• **Information**
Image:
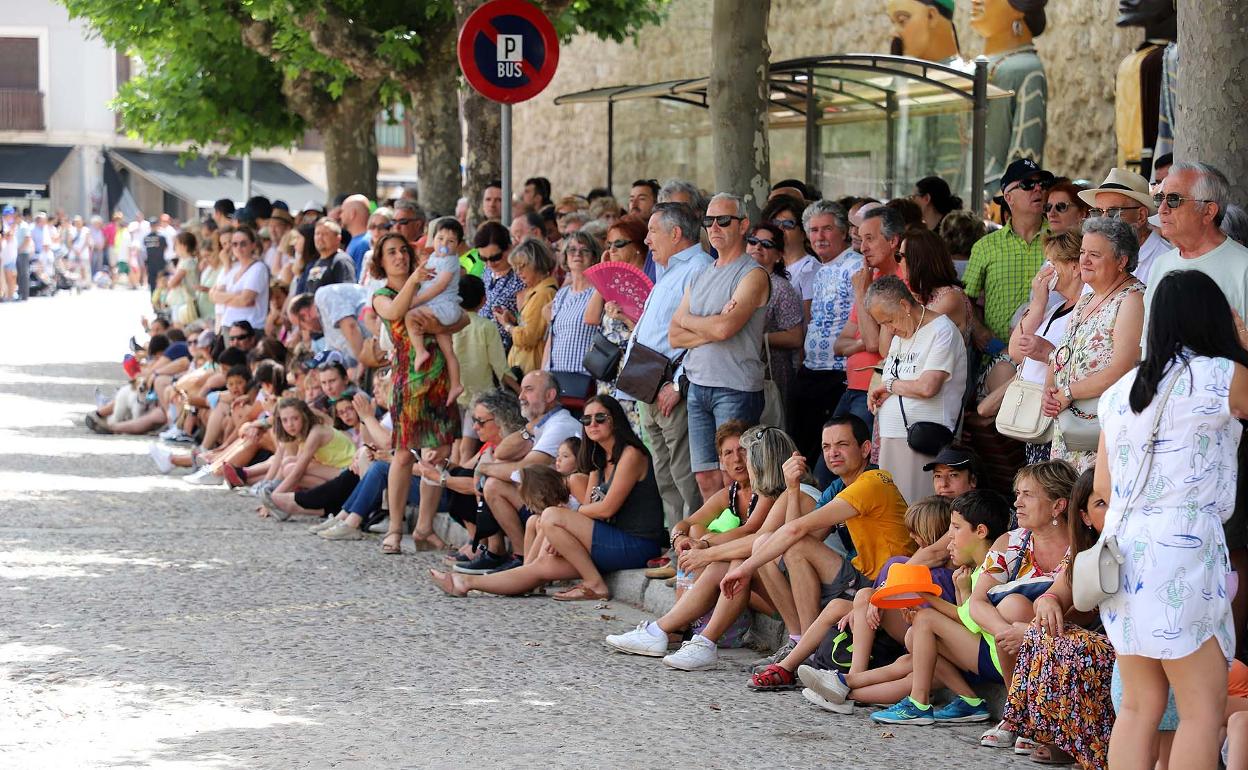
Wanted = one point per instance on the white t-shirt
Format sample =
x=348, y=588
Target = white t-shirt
x=558, y=427
x=801, y=275
x=1227, y=265
x=936, y=346
x=253, y=278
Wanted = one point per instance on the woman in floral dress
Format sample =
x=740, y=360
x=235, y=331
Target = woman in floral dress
x=418, y=397
x=1102, y=338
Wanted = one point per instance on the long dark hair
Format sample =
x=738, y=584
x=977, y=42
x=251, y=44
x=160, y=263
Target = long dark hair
x=927, y=263
x=590, y=456
x=1189, y=317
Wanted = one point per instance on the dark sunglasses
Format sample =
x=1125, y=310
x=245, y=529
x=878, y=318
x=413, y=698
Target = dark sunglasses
x=1028, y=185
x=1174, y=200
x=723, y=220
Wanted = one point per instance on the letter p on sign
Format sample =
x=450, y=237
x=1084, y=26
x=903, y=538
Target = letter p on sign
x=511, y=48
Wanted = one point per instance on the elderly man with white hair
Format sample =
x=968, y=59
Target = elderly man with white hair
x=720, y=323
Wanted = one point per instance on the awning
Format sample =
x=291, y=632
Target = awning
x=201, y=181
x=26, y=169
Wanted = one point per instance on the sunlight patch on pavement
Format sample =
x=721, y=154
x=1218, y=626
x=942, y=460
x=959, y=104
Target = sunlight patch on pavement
x=20, y=443
x=23, y=564
x=53, y=720
x=59, y=482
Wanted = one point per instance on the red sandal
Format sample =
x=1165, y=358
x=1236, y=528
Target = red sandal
x=773, y=679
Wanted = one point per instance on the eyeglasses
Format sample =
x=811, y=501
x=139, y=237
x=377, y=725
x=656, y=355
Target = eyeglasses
x=1113, y=212
x=1174, y=200
x=723, y=220
x=1028, y=185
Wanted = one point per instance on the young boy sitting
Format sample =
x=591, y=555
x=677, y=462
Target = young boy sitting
x=941, y=644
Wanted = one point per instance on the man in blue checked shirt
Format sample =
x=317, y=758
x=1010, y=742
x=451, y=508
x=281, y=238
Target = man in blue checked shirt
x=673, y=237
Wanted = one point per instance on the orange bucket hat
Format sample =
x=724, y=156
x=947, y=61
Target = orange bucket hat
x=906, y=585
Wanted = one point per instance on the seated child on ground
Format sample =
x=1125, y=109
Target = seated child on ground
x=941, y=645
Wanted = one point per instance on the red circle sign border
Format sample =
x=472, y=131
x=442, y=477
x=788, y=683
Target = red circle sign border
x=477, y=24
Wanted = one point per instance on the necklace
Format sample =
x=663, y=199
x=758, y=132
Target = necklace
x=1063, y=353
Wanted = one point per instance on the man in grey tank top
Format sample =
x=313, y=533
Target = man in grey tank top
x=720, y=323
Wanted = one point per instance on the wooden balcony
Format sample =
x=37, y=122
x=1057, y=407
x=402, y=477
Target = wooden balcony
x=21, y=110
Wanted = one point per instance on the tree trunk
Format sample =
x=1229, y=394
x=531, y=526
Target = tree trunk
x=438, y=135
x=483, y=121
x=738, y=96
x=1212, y=91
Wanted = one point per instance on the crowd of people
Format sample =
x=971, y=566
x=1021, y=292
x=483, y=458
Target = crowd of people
x=818, y=414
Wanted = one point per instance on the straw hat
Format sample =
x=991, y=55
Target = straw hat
x=906, y=585
x=1123, y=182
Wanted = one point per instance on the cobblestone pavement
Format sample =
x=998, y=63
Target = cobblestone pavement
x=150, y=623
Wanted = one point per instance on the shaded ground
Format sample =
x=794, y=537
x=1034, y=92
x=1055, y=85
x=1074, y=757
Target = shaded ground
x=149, y=623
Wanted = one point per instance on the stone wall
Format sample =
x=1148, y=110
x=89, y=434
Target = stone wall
x=1081, y=51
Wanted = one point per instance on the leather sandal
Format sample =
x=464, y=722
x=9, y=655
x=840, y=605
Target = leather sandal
x=580, y=593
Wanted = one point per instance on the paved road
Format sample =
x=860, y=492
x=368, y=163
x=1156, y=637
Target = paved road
x=149, y=623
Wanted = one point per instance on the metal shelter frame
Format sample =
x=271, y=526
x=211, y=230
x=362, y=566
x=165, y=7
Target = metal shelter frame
x=833, y=89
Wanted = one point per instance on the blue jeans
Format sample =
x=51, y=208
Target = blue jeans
x=710, y=407
x=854, y=402
x=367, y=496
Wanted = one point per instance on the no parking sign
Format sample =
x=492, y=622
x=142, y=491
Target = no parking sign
x=508, y=50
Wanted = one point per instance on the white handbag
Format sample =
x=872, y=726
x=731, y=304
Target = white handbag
x=1021, y=414
x=1096, y=573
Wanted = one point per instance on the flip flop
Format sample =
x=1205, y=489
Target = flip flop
x=580, y=593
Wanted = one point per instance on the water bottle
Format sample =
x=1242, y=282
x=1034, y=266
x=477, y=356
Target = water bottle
x=684, y=580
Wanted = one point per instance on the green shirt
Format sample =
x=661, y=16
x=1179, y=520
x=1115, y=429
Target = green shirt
x=964, y=614
x=1001, y=268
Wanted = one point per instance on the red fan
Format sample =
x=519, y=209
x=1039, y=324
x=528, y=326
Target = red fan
x=622, y=283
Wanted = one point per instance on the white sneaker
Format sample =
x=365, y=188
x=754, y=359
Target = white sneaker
x=204, y=477
x=323, y=524
x=162, y=458
x=342, y=531
x=829, y=684
x=835, y=708
x=694, y=655
x=639, y=642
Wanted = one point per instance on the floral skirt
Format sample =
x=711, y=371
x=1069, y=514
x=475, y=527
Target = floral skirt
x=1061, y=693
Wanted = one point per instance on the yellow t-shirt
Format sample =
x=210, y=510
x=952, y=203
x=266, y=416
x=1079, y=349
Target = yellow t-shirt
x=879, y=529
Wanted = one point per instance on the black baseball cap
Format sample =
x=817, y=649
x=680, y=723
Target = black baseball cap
x=954, y=457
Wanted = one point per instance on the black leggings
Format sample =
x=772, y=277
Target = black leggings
x=330, y=496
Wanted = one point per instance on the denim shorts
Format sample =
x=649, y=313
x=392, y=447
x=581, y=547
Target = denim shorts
x=710, y=407
x=613, y=549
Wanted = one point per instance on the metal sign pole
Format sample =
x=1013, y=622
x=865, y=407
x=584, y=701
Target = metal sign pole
x=506, y=157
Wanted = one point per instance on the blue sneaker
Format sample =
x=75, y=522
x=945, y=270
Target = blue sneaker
x=960, y=709
x=905, y=711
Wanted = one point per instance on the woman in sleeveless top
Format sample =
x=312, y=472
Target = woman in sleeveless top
x=619, y=528
x=710, y=543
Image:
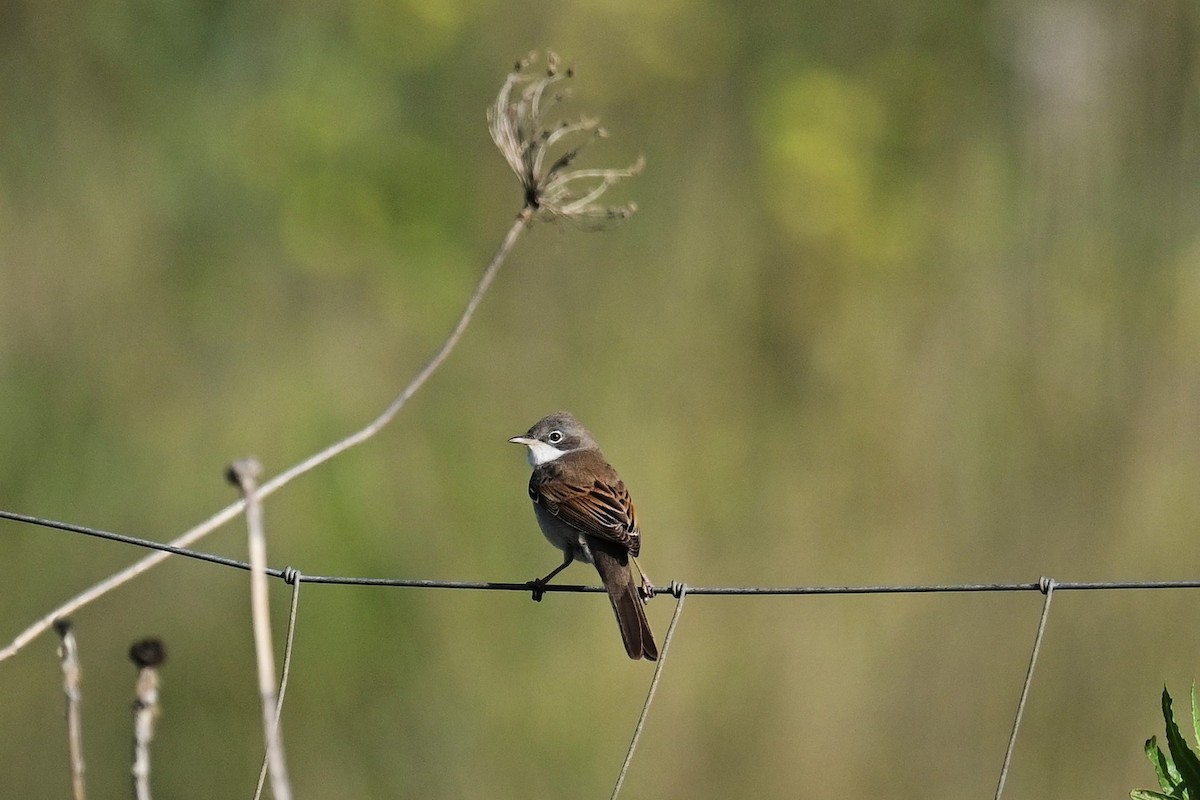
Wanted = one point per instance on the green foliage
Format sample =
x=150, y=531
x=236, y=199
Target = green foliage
x=1179, y=774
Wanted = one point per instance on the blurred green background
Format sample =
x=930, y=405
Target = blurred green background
x=913, y=295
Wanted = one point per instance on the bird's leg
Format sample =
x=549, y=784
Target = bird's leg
x=539, y=584
x=646, y=588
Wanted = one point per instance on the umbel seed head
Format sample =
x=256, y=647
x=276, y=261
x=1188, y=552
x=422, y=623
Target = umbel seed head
x=516, y=121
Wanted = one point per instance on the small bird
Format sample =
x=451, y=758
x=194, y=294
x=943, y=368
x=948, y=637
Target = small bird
x=583, y=509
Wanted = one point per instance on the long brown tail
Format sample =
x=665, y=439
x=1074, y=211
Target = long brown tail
x=628, y=605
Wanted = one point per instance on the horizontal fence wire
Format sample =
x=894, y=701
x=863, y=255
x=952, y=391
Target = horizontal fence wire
x=291, y=575
x=679, y=590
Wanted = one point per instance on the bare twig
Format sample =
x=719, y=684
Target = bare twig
x=147, y=655
x=1048, y=587
x=71, y=686
x=285, y=477
x=245, y=475
x=516, y=121
x=681, y=591
x=294, y=578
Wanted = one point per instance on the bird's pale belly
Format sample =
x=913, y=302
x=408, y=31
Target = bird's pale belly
x=563, y=536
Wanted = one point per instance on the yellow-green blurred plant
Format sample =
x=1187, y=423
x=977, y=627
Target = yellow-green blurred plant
x=1179, y=774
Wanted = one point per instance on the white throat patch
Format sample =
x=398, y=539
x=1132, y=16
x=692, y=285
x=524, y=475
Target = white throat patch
x=541, y=453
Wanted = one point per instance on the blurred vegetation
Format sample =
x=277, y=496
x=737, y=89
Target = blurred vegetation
x=1179, y=769
x=913, y=295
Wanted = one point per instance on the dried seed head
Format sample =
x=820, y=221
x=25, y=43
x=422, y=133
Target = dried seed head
x=516, y=122
x=148, y=653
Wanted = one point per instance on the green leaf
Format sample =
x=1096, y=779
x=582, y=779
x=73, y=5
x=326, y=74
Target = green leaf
x=1195, y=714
x=1146, y=794
x=1186, y=761
x=1168, y=776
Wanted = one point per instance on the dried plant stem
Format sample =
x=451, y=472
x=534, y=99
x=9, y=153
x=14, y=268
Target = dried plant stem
x=71, y=686
x=145, y=714
x=285, y=477
x=245, y=473
x=283, y=679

• **Problem to work on**
Looking at the data above, return every line from the one with "x=1236, y=528" down to the one with "x=947, y=61", exactly and inclusively.

• **Solution to this problem**
x=1236, y=528
Target = red sandal
x=773, y=679
Wanted = one point per instance on the eyeglasses
Format sample =
x=811, y=501
x=139, y=237
x=377, y=725
x=656, y=355
Target = eyeglasses
x=1113, y=212
x=1174, y=200
x=723, y=220
x=1028, y=185
Wanted = one point per instance on the young boy sitting
Format sample =
x=591, y=555
x=677, y=462
Target = young boy sitting
x=941, y=644
Wanted = one point per instance on the man in blue checked shirt
Format sample =
x=317, y=758
x=1010, y=742
x=451, y=508
x=281, y=238
Target = man in blue checked shirt
x=673, y=237
Wanted = one point per instance on the orange bucket hat
Format sample =
x=724, y=156
x=947, y=61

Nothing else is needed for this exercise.